THE REQUEST:
Rewrite the listing below, changing every "preliminary screening" to "initial screening" and leaving everything else as it is.

SUPPLIED DATA:
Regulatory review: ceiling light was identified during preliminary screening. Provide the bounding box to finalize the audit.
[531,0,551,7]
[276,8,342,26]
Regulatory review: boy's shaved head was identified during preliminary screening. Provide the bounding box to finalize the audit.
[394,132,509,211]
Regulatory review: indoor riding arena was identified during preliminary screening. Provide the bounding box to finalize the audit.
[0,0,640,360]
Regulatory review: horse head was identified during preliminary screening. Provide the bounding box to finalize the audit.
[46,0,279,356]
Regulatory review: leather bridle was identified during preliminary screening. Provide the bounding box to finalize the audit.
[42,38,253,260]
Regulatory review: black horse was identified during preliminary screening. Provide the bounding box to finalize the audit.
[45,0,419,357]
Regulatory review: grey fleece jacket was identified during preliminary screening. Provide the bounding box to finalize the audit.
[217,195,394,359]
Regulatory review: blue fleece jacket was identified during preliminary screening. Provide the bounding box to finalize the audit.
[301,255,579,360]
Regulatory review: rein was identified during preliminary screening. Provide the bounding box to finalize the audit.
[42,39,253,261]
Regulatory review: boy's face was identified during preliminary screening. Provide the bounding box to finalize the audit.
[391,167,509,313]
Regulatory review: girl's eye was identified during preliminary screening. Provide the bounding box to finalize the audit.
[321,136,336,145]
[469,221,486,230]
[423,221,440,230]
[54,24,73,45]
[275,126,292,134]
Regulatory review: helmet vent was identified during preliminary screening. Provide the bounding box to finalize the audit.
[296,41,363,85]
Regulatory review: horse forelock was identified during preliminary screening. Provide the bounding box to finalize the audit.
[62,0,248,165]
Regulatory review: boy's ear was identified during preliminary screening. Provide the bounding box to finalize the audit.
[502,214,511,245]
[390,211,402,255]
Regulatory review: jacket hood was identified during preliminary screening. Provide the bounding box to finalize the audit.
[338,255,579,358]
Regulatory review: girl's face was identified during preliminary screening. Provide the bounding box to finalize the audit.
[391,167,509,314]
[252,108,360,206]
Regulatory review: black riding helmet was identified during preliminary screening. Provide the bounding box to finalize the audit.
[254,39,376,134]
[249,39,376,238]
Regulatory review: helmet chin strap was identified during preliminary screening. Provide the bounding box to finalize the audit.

WORKED ANSWER:
Regulatory review: ceiling light was identified during initial screening. Provide the bounding box to finalize the audit.
[531,0,551,7]
[276,8,342,26]
Regulatory review: boy's shaved head was identified during initial screening. Provide the bounding box to finalize the audit.
[394,132,509,211]
Regulatory review: indoor riding arena was identified during initial screening. Provide the bounding box to finalize the audit.
[0,0,640,360]
Regulatory review: horse head was identified during initial screening. Provide the bounding box to finalize the audit.
[46,0,279,356]
Regulatory review: leather bridle was identified during initial screening. Provide the bounding box to finalize the audit.
[42,38,253,260]
Regulatory review: black horse was identified during initial screening. Provide the bounding box to finalize the audit.
[45,0,419,357]
Regulatory review: grey fleece jacket was identified during initial screening. Provide the bounding box to finalize the audit.
[217,195,394,359]
Regulatory review: blue fleece jacket was identified during initial screening. Provide the bounding box to finalize the audit.
[301,255,579,360]
Regulatory review: rein was identified during initial screening. Provide the bounding box to finalize the audit.
[42,39,253,261]
Regulatory review: boy's face was identified during initial screening. Provide the bounding box to finalize the audit.
[391,167,509,313]
Regulatory review: girl's eye was identified during initial screening. Provide the bounding box to finalize the audit.
[321,136,336,145]
[469,221,486,230]
[423,221,440,230]
[54,24,73,45]
[275,126,292,134]
Regulatory review: helmet vent was identified during initial screening. Provide the bounding box to finalize the audit.
[296,41,363,85]
Regulatory review: horse forelock was identified during initial screening. Provide the bounding box to finalize the audit.
[62,0,248,165]
Regulatory review: boy's ear was identified during initial screening. Provide the bounding box to finalize the audit.
[502,214,511,245]
[390,211,402,255]
Regulatory review: jacket hood was identified during initial screening. Provide the bounding box to finalize the audit.
[338,255,579,358]
Regulatory review: girl's face was identified during initial screening. Provide the bounding box to finalize the audit.
[391,167,509,314]
[252,108,360,206]
Regulatory review: black riding helmet was identified during initial screening. Provide the bounding box to finalize the audit.
[254,39,376,134]
[249,39,376,238]
Regulatory review: helmet chin strap was identified during initial screening. Provide the bounding box to finalize the audit.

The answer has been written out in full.